Extrait cité:
.....

Dans la première partie de cette oeuvre ; Le chasseur alpin,
nous livre les secrets de cette courte période de son
service militaire, passée à livrer bataille malgré lui, à un
ennemi invisible, au lieu disait-il, de séjourner en touriste
insouciant dans ce qu’en métropole, on appelait, fanfaronnerie
ironique « les vacances algériennes. »
Je ne dirai rien de sa vie privée, et ne porterai aucun
commentaire sur ses sentiments exprimés, dans ce livre
qui a le mérite de nous dire des choses authentiques, sans
détours, sur le drame vécu par le peuple algérien.
Si l’histoire est authentique, les noms des acteurs ont
été changés sciemment pour des raisons évidentes de respect
de la discrétion. Mais cela ne leur enlève en rien, la
reconnaissance du mérite ou la condamnation de l’opinion.
Nous laissons le soin sur cet angle, à l’Histoire pour en
juger.

.....

Entrées fournies:
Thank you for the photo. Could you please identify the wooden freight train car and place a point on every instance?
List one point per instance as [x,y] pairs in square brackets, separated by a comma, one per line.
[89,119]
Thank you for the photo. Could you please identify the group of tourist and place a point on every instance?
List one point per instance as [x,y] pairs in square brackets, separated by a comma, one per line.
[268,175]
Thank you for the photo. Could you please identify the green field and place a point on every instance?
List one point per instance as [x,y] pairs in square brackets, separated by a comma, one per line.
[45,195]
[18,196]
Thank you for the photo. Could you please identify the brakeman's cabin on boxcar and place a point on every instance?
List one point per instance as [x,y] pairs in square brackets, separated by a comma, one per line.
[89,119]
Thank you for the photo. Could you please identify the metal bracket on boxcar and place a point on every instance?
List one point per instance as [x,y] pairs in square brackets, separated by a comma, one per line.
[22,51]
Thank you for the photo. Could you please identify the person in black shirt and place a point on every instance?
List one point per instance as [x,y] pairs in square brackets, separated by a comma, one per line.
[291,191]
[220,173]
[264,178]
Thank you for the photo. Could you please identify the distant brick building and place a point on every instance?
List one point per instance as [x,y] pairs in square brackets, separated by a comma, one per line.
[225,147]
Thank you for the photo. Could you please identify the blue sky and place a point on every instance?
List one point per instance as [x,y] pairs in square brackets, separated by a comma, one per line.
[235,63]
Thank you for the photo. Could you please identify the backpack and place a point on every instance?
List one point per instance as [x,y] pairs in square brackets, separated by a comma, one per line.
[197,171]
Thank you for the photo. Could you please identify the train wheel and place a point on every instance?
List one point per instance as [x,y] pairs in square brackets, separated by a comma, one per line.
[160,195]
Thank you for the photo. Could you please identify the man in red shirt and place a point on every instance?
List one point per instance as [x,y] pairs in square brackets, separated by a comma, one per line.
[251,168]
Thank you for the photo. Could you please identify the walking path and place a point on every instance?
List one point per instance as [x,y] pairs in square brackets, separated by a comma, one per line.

.....

Consignes:
1. Recopiez le passage de l'extrait cité qui va de « Je ne dirai » jusqu'à « condamnation de l’opinion. » inclus.
2. Comment traduiriez-vous en anglais cette phrase de l'extrait cité : « Si l'histoire est authentique, les noms des acteurs ont été changés sciemment pour des raisons évidentes de respect de la discrétion. » ?
3. D'après l'extrait cité, quelle expression employait-on ironiquement en métropole ?

Corrigé:
1.
Je ne dirai rien de sa vie privée, et ne porterai aucun
commentaire sur ses sentiments exprimés, dans ce livre
qui a le mérite de nous dire des choses authentiques, sans
détours, sur le drame vécu par le peuple algérien.
Si l’histoire est authentique, les noms des acteurs ont
été changés sciemment pour des raisons évidentes de respect
de la discrétion. Mais cela ne leur enlève en rien, la
reconnaissance du mérite ou la condamnation de l’opinion.

2. Although the story is authentic, the names of those involved were deliberately changed for obvious reasons of respect for privacy.

3. On parlait des « vacances algériennes ».